(Dataset entries)
#####

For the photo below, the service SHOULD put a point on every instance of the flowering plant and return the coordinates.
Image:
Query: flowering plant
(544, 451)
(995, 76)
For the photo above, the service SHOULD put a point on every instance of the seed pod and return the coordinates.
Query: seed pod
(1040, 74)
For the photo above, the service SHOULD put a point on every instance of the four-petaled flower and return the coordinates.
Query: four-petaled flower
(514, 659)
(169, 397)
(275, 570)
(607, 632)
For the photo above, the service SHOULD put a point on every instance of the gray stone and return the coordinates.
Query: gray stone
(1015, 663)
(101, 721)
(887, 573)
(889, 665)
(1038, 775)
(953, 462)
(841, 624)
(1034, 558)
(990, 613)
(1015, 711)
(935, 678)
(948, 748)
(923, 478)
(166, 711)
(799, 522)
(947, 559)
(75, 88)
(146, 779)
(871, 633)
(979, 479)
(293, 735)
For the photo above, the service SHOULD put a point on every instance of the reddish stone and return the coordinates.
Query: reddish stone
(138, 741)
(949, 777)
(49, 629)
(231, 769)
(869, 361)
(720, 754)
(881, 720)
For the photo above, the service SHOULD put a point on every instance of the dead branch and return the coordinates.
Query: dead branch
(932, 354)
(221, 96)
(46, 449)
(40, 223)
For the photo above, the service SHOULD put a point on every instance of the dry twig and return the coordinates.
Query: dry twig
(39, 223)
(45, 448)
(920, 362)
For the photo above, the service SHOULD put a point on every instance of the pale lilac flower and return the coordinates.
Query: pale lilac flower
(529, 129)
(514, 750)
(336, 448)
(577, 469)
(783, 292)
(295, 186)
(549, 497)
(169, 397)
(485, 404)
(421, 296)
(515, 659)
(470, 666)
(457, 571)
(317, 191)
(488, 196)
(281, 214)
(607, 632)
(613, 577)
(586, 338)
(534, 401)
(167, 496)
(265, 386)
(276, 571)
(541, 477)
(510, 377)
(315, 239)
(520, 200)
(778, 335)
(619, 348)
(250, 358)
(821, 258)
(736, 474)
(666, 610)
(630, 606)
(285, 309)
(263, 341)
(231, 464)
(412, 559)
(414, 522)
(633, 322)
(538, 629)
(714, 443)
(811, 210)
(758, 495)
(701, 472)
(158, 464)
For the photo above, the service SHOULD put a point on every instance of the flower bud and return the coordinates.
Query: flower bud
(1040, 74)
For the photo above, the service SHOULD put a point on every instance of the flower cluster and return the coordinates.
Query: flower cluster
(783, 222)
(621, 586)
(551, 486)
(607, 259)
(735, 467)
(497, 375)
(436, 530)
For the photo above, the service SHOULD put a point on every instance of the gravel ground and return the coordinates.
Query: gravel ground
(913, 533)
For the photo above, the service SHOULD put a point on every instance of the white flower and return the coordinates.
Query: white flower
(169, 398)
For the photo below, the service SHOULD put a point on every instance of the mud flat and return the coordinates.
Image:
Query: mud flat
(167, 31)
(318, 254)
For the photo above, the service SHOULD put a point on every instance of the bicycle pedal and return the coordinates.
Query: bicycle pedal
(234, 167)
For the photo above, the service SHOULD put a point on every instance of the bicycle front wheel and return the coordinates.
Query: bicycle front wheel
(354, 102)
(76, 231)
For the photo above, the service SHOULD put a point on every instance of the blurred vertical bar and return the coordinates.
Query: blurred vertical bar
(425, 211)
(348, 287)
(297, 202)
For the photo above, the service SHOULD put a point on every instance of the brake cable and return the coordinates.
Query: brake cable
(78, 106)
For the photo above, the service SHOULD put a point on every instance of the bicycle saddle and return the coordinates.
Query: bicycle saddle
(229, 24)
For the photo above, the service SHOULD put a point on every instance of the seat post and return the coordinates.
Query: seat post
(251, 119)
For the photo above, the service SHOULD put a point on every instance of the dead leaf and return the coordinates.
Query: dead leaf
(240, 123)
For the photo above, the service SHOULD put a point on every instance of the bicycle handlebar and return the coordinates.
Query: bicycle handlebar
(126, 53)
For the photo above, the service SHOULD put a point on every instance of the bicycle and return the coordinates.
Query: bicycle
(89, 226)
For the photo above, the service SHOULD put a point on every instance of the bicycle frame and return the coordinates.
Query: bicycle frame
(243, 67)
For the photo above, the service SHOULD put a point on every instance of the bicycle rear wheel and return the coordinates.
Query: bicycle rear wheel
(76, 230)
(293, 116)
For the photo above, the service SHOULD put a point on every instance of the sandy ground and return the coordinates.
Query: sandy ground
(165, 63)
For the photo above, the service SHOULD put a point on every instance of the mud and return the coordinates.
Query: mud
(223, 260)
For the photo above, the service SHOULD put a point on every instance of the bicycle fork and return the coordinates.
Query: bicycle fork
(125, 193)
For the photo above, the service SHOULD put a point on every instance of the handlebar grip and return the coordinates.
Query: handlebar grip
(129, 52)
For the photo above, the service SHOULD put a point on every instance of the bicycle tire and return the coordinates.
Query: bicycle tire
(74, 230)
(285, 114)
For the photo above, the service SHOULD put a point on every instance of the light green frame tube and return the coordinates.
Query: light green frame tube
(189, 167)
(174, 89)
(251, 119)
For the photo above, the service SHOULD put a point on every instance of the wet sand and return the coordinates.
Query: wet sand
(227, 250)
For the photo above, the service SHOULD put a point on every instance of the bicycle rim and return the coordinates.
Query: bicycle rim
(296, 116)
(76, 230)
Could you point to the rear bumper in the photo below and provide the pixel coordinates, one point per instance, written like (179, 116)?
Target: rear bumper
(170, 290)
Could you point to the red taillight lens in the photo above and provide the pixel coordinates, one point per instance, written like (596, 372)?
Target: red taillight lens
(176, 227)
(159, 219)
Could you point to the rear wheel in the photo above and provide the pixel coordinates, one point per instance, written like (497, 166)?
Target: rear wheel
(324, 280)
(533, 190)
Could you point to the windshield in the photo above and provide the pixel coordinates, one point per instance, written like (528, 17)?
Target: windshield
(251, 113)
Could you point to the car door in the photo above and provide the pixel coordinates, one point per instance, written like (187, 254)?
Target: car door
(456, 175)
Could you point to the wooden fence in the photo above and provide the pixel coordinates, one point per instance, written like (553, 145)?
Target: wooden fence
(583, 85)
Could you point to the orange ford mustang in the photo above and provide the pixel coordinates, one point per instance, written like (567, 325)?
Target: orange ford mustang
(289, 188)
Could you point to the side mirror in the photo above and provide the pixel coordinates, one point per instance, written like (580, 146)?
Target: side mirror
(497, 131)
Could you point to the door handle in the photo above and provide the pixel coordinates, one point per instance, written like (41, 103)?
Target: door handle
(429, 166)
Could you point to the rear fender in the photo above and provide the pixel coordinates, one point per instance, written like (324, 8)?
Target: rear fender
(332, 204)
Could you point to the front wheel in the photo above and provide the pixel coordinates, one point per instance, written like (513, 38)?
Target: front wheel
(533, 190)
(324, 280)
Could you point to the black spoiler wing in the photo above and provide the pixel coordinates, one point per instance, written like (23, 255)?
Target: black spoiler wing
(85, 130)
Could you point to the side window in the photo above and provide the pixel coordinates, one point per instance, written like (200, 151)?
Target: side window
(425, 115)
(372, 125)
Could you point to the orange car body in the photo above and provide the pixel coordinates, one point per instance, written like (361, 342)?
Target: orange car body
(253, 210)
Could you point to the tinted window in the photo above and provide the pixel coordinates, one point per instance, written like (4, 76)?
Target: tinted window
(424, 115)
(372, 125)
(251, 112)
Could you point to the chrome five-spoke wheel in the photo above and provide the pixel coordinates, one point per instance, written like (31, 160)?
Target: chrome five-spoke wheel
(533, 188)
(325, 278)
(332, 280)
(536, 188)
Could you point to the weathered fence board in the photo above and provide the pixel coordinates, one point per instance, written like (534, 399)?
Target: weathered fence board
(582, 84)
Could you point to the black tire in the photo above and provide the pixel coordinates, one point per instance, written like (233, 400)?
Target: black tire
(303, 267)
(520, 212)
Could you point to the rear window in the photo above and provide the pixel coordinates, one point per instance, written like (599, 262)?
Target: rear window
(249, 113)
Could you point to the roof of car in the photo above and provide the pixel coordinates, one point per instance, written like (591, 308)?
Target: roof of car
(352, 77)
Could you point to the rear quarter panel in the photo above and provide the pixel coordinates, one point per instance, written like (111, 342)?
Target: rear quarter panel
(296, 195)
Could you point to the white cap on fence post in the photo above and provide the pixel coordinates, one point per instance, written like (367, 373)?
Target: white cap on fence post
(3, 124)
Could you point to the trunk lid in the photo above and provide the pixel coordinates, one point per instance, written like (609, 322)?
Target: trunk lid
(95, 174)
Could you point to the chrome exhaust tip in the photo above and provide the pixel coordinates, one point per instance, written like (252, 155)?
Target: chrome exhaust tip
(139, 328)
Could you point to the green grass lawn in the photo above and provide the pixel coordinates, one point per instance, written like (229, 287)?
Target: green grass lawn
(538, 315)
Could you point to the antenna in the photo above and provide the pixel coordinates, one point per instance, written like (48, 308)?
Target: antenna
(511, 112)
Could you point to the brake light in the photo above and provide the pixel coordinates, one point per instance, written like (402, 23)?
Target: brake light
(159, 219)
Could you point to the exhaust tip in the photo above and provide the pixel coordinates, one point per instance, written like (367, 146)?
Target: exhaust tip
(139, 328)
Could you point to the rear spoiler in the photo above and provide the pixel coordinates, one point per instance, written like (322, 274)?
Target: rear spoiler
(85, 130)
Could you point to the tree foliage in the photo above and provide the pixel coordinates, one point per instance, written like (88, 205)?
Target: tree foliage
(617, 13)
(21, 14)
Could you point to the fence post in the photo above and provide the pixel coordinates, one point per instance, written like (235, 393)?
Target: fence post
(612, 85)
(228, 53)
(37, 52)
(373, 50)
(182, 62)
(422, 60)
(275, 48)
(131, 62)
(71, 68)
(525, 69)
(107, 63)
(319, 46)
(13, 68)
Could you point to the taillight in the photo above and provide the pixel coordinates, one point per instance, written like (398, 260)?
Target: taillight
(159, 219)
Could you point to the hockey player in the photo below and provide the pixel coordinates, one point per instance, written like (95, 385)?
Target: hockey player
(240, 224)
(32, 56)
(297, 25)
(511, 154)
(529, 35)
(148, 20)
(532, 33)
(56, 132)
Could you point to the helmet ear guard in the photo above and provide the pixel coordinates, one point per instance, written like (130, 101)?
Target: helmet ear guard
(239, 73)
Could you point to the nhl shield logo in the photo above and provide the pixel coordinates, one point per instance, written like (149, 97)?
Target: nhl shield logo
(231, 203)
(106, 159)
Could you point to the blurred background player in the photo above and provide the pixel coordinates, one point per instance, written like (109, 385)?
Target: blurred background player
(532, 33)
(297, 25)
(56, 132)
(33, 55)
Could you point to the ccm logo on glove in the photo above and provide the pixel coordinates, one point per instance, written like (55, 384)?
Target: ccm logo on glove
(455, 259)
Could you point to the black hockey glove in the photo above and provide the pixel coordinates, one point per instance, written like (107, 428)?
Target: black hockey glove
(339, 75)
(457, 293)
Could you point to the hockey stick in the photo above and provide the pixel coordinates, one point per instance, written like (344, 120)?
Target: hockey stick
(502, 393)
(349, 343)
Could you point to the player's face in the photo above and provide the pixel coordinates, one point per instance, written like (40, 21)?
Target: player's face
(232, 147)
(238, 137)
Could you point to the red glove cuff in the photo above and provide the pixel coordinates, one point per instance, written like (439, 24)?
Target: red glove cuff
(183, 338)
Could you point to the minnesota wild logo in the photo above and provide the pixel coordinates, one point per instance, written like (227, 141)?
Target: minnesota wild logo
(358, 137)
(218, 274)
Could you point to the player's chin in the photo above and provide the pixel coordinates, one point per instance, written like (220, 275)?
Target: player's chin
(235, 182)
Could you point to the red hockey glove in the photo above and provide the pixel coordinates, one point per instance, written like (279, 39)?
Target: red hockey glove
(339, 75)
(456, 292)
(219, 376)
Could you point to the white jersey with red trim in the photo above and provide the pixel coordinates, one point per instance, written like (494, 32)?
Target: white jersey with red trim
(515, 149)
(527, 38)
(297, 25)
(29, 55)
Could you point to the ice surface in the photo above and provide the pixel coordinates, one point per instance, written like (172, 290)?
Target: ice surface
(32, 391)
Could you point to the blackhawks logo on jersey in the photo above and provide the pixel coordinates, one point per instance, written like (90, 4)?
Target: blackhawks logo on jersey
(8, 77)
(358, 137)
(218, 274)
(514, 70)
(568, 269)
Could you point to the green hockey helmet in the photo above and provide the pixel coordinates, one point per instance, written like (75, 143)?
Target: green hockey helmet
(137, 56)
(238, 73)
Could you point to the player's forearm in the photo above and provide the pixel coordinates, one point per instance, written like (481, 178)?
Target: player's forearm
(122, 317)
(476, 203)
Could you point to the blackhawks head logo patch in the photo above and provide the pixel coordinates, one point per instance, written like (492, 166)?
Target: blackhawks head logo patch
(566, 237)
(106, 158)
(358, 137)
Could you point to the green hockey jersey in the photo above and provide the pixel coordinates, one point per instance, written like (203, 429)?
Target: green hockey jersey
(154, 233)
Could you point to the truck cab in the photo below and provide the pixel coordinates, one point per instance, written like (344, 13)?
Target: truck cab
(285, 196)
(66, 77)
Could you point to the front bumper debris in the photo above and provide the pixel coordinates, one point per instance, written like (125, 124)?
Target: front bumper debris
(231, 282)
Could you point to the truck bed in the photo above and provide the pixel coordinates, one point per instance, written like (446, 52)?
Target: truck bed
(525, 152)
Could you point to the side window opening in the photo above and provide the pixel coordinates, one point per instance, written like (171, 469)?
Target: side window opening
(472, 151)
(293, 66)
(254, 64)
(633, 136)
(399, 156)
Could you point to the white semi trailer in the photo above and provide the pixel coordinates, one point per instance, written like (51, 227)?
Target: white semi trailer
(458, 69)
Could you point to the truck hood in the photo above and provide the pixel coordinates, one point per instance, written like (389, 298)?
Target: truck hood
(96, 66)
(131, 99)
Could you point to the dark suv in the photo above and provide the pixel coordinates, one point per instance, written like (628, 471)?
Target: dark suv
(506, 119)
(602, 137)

#####

WHAT IS EXPECTED →
From the records above, copy every line that holds the word "below".

EXERCISE RESPONSE →
For the photo below, the service SHOULD put a point on every instance of the flowering plant and return the coordinates.
For the photo below, the service SHOULD put a point on every instance of the mud flat and return the coordinates.
Could you point to the rear bumper in the photo below and provide the pixel coordinates, one point per instance, written like (179, 116)?
Could you point to the hockey player in the photo below and provide the pixel coordinates, one point per instance, written like (95, 385)?
Could you point to the truck cab in the photo below and provide the pixel coordinates, one point per instance, written like (344, 13)?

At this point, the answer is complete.